Return the lines beginning at the one that contains "Practice step: locate the cloud layer" and running to the end of the records, exactly and with nothing else. Omit pictures.

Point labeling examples
|---|
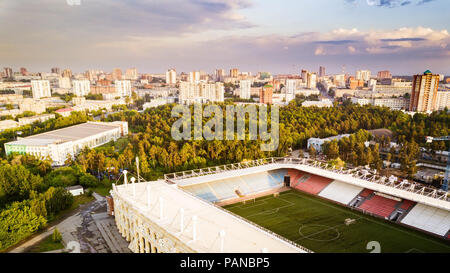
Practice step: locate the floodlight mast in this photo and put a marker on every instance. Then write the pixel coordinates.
(447, 169)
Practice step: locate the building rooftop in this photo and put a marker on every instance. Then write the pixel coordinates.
(71, 133)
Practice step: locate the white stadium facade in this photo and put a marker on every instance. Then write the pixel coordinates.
(182, 212)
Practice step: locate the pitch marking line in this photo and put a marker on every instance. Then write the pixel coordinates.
(274, 210)
(348, 211)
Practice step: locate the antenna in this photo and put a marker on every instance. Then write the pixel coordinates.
(137, 168)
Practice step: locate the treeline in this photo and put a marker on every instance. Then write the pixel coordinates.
(29, 198)
(151, 140)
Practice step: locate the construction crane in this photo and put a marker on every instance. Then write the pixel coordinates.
(447, 169)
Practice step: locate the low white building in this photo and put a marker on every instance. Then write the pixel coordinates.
(75, 190)
(61, 144)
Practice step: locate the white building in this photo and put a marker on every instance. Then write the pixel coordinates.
(311, 80)
(8, 124)
(443, 100)
(194, 76)
(363, 75)
(59, 145)
(171, 76)
(40, 89)
(245, 89)
(123, 88)
(291, 86)
(321, 103)
(81, 88)
(64, 82)
(39, 118)
(201, 92)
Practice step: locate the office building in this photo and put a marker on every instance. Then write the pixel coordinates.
(40, 89)
(322, 71)
(123, 88)
(201, 92)
(424, 92)
(245, 89)
(265, 94)
(386, 74)
(65, 143)
(171, 76)
(81, 88)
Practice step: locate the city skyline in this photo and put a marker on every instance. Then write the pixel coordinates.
(207, 34)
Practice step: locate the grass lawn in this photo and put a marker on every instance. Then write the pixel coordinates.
(46, 245)
(319, 225)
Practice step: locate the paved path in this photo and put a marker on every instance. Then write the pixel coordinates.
(90, 227)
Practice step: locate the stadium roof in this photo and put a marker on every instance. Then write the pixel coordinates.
(67, 134)
(240, 235)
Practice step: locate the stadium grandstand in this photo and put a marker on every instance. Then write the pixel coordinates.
(281, 205)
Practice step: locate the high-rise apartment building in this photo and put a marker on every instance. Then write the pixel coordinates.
(311, 80)
(322, 71)
(200, 92)
(363, 75)
(194, 76)
(291, 86)
(56, 70)
(40, 89)
(424, 92)
(67, 73)
(116, 74)
(234, 73)
(220, 75)
(385, 74)
(304, 74)
(81, 88)
(123, 88)
(131, 74)
(171, 76)
(64, 82)
(245, 89)
(23, 71)
(8, 72)
(265, 94)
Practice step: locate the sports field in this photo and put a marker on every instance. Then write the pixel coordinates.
(320, 226)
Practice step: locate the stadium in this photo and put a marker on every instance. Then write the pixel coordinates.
(281, 205)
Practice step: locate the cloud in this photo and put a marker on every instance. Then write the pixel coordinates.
(389, 3)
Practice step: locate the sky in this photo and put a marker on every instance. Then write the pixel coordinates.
(280, 36)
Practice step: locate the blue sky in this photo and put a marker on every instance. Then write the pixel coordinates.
(283, 36)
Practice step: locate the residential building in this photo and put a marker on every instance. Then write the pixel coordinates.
(171, 77)
(81, 88)
(61, 144)
(385, 74)
(39, 118)
(265, 94)
(64, 82)
(363, 75)
(201, 92)
(424, 92)
(245, 89)
(123, 88)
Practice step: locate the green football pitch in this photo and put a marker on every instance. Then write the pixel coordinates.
(320, 226)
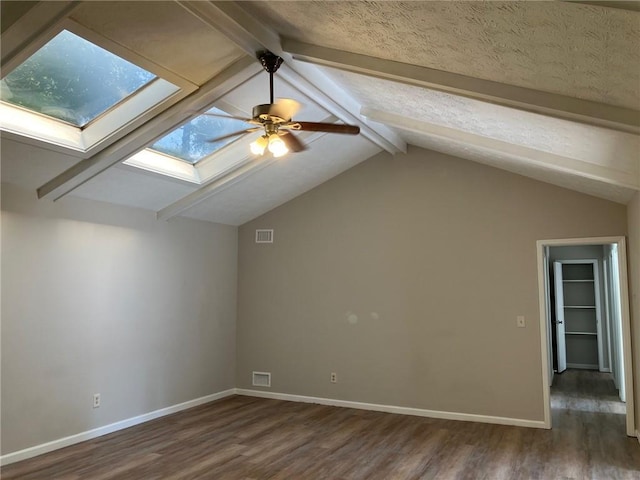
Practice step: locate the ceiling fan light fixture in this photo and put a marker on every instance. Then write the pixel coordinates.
(277, 146)
(259, 145)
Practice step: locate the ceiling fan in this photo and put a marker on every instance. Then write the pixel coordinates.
(275, 118)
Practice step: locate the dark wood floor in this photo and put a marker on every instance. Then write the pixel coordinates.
(249, 438)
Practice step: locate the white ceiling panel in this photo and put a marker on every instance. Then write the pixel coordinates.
(283, 180)
(30, 166)
(536, 171)
(125, 186)
(562, 137)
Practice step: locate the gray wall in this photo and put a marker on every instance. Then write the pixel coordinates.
(436, 257)
(104, 299)
(584, 350)
(633, 248)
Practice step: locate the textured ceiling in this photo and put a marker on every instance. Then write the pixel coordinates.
(584, 51)
(562, 137)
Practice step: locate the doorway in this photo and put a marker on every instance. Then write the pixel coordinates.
(613, 335)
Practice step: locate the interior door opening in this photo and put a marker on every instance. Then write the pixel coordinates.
(585, 324)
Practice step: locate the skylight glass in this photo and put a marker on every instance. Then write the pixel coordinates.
(72, 80)
(190, 141)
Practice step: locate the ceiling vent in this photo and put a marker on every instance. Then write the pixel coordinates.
(261, 379)
(264, 236)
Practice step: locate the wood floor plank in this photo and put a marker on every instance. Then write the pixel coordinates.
(245, 438)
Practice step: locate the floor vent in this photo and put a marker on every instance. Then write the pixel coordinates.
(264, 236)
(261, 379)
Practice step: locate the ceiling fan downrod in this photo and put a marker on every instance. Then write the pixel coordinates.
(270, 62)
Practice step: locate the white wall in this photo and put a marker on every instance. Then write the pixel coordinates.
(103, 299)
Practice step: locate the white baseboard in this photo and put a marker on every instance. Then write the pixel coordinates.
(130, 422)
(467, 417)
(113, 427)
(583, 366)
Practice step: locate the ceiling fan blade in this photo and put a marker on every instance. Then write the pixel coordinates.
(234, 134)
(325, 127)
(284, 108)
(292, 142)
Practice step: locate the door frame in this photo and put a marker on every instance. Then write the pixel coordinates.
(625, 317)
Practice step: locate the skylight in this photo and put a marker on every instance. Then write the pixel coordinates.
(190, 141)
(73, 80)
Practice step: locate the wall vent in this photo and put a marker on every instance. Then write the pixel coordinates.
(261, 379)
(264, 236)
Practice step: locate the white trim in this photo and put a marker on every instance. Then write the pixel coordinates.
(626, 321)
(583, 366)
(113, 427)
(419, 412)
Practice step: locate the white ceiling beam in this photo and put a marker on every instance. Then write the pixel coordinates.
(252, 36)
(238, 73)
(561, 106)
(31, 31)
(613, 176)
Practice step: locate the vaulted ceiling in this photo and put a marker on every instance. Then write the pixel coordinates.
(550, 90)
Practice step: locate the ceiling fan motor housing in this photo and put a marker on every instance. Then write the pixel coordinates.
(263, 114)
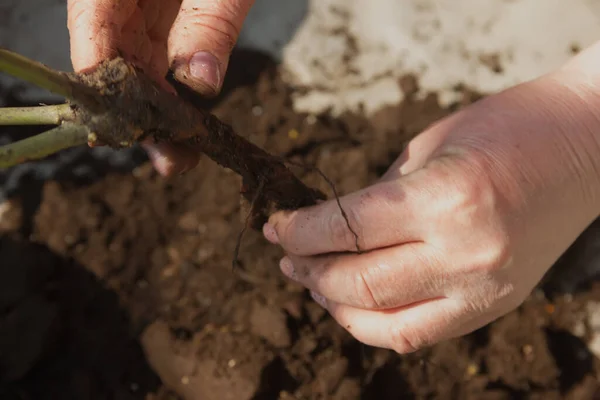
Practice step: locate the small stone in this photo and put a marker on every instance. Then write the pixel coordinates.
(257, 111)
(578, 329)
(311, 119)
(594, 345)
(528, 352)
(472, 370)
(271, 324)
(593, 311)
(188, 222)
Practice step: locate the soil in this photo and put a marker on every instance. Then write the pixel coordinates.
(122, 287)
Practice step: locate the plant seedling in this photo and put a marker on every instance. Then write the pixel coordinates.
(117, 104)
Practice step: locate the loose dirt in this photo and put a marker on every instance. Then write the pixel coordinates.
(122, 287)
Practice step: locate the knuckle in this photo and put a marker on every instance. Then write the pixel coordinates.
(342, 235)
(402, 341)
(364, 290)
(217, 24)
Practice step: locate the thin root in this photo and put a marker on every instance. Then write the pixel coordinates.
(335, 193)
(238, 243)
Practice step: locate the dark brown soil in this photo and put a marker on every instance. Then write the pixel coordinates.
(123, 288)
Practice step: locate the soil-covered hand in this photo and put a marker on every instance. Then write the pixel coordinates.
(192, 37)
(465, 223)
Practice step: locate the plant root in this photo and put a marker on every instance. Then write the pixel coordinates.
(120, 105)
(336, 195)
(249, 215)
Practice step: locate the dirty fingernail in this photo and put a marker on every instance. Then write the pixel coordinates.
(287, 267)
(270, 233)
(319, 299)
(205, 67)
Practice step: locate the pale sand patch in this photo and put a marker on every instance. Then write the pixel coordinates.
(444, 42)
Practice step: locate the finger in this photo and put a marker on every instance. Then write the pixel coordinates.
(151, 11)
(171, 159)
(404, 330)
(418, 151)
(168, 9)
(201, 41)
(382, 279)
(382, 215)
(134, 41)
(95, 29)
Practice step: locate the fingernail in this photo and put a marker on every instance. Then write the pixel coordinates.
(270, 233)
(205, 67)
(287, 267)
(319, 299)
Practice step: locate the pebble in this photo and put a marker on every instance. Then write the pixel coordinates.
(593, 314)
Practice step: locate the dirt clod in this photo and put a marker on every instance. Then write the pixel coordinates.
(128, 293)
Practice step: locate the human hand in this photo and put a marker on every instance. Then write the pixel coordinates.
(463, 225)
(193, 37)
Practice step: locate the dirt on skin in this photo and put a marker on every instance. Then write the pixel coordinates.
(124, 289)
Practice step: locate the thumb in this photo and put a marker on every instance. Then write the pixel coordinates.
(201, 41)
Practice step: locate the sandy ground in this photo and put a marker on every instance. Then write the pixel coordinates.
(490, 45)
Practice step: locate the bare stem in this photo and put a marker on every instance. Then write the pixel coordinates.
(43, 115)
(44, 77)
(42, 145)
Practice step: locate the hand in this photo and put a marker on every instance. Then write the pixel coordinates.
(193, 37)
(463, 225)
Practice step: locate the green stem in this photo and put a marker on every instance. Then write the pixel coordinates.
(47, 78)
(43, 115)
(36, 147)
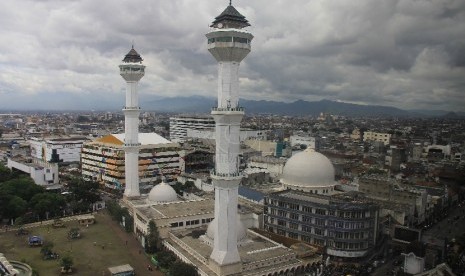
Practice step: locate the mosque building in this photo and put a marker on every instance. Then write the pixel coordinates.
(210, 233)
(343, 225)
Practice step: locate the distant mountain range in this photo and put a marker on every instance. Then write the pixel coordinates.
(199, 104)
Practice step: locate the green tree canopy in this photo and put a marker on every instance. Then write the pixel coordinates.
(66, 262)
(153, 240)
(16, 207)
(48, 202)
(179, 268)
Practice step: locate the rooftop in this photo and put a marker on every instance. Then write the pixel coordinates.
(230, 18)
(132, 56)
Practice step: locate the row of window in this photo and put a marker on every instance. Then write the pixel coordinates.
(229, 39)
(190, 222)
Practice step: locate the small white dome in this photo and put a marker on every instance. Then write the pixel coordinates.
(162, 193)
(308, 169)
(240, 229)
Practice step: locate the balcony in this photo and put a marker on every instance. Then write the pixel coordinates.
(234, 175)
(228, 109)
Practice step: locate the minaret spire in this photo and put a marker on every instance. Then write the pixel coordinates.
(132, 71)
(229, 45)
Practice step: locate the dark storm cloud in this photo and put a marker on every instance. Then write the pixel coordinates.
(405, 53)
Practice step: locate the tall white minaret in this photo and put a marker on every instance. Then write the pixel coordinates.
(229, 44)
(132, 71)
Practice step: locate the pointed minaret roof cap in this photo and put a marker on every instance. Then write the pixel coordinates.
(230, 17)
(132, 56)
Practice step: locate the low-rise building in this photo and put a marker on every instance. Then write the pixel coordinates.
(102, 160)
(43, 173)
(57, 149)
(369, 136)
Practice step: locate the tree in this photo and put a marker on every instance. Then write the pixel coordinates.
(66, 263)
(16, 207)
(50, 203)
(165, 258)
(180, 268)
(74, 233)
(153, 240)
(46, 248)
(86, 192)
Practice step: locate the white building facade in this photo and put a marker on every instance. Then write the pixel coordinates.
(62, 149)
(103, 160)
(179, 126)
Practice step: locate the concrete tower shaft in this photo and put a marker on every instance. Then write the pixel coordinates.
(229, 45)
(132, 71)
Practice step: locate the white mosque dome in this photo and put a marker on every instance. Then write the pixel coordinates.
(308, 169)
(162, 193)
(240, 230)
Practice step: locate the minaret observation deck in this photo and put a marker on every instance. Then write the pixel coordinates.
(132, 71)
(229, 44)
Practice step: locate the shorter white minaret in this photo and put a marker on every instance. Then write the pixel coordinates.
(229, 44)
(132, 71)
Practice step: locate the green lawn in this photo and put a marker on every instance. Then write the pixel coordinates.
(89, 259)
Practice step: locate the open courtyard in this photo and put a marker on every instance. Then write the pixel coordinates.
(101, 245)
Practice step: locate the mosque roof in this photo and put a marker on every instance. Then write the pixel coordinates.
(162, 193)
(132, 56)
(308, 169)
(230, 18)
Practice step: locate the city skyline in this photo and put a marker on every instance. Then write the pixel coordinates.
(405, 54)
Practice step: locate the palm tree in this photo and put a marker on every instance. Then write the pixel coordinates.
(66, 264)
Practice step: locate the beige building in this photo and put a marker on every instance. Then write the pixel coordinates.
(102, 160)
(385, 138)
(383, 189)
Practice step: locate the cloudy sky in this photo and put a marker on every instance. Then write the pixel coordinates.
(64, 54)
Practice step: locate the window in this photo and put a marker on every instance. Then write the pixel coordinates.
(282, 213)
(319, 222)
(320, 211)
(319, 232)
(307, 209)
(294, 226)
(306, 228)
(307, 219)
(293, 206)
(293, 235)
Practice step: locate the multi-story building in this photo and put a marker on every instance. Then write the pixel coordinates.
(395, 156)
(384, 189)
(345, 224)
(43, 173)
(179, 126)
(377, 136)
(103, 160)
(60, 149)
(305, 140)
(209, 133)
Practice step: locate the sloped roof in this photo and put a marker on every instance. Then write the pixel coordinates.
(230, 16)
(251, 194)
(132, 56)
(144, 139)
(110, 139)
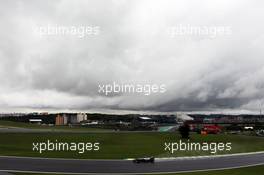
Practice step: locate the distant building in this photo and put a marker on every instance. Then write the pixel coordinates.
(74, 119)
(59, 120)
(38, 121)
(81, 117)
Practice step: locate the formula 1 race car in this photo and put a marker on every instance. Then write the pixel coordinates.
(144, 160)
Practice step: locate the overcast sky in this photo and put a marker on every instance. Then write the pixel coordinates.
(134, 44)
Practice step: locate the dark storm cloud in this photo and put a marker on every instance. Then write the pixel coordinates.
(134, 46)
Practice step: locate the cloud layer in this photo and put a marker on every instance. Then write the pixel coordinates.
(134, 45)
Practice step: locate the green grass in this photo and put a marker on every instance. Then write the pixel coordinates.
(255, 170)
(120, 145)
(11, 124)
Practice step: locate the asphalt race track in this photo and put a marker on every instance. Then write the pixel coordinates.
(12, 164)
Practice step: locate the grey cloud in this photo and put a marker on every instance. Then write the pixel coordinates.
(63, 72)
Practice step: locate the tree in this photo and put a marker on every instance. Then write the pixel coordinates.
(185, 131)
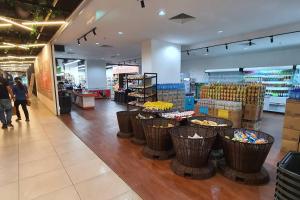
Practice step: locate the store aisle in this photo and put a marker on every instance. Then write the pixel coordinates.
|---|
- **RESULT FOR THIS EXERCISE**
Practice step: locate the cloud layer in this photo and put a marker on every instance. Then write the pixel coordinates.
(134, 45)
Practice step: locate the green grass in this photo and put a marker on every instance. Then write the pixel coordinates.
(255, 170)
(120, 145)
(11, 124)
Practice step: locate the asphalt race track in this photo and put a marker on every instance. Then write the pixel coordinates.
(12, 164)
Practice step: locate the grey cloud in this photo and put a marker on every instance. Then write the pixel coordinates.
(63, 72)
Practice step: locate the tree in this photo and put a marker on every instance. Then write the pixel coordinates.
(185, 131)
Practice step: locate the store aisle in this photo and put a marker on every instance. Then write the pixel coordinates.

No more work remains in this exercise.